■ Requirement
List every line of the records below that contains the word "tractor", treating uppercase and lowercase letters as different.

■ Data in this exercise

Begin

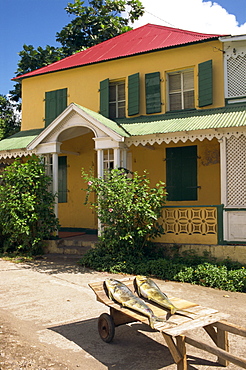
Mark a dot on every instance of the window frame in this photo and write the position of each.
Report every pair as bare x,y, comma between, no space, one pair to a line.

End
Begin

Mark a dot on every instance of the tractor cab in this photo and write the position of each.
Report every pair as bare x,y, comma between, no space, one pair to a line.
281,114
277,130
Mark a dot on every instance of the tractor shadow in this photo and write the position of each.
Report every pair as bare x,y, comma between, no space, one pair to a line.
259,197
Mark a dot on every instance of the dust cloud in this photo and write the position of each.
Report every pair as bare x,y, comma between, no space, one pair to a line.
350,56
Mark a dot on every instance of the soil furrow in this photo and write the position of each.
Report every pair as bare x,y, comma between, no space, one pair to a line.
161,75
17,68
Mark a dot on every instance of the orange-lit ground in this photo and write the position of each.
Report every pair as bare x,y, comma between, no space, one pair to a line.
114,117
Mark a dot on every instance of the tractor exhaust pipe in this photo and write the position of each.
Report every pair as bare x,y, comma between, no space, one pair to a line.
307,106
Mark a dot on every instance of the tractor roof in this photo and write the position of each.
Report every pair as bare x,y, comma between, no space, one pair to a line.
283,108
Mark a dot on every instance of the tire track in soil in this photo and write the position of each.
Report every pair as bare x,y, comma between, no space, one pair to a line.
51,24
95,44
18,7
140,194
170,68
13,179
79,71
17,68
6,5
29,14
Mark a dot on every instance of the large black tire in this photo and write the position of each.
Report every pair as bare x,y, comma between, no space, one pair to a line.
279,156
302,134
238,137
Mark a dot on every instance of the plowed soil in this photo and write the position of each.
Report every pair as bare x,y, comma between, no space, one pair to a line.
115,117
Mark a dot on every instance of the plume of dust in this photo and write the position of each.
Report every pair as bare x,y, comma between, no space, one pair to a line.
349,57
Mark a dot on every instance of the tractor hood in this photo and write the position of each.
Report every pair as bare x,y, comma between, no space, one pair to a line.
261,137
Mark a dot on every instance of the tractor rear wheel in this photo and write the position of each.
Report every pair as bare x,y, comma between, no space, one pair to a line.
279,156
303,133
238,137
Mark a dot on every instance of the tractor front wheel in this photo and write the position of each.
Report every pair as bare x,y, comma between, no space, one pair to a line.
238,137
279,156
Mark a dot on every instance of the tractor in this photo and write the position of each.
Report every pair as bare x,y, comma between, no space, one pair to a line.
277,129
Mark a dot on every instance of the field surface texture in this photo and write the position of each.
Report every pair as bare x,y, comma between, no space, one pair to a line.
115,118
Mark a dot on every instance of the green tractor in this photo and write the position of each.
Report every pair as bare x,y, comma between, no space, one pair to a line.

End

■ Finished exercise
Mark a dot on every instance of the tractor cab in this photo and write the position of each.
Mark a dot on every instance of the tractor shadow in this photo and write the position of each.
Mark a dot on every instance of the tractor exhaust pipe in this photo and write the position of each.
Mark a dot on every instance of the tractor roof in this photo and write the position of each.
Mark a dot on every instance of the tractor hood in this photo and write the position of each.
Mark a dot on every instance of the tractor rear wheel in this photo and write the position of each.
Mark a dot on every instance of the tractor front wheel in this photo and write the position of each.
Mark a dot on every instance of the tractor in this photo and write the position of each.
Mark a dot on every instance of the green tractor in this photo and write the position of each.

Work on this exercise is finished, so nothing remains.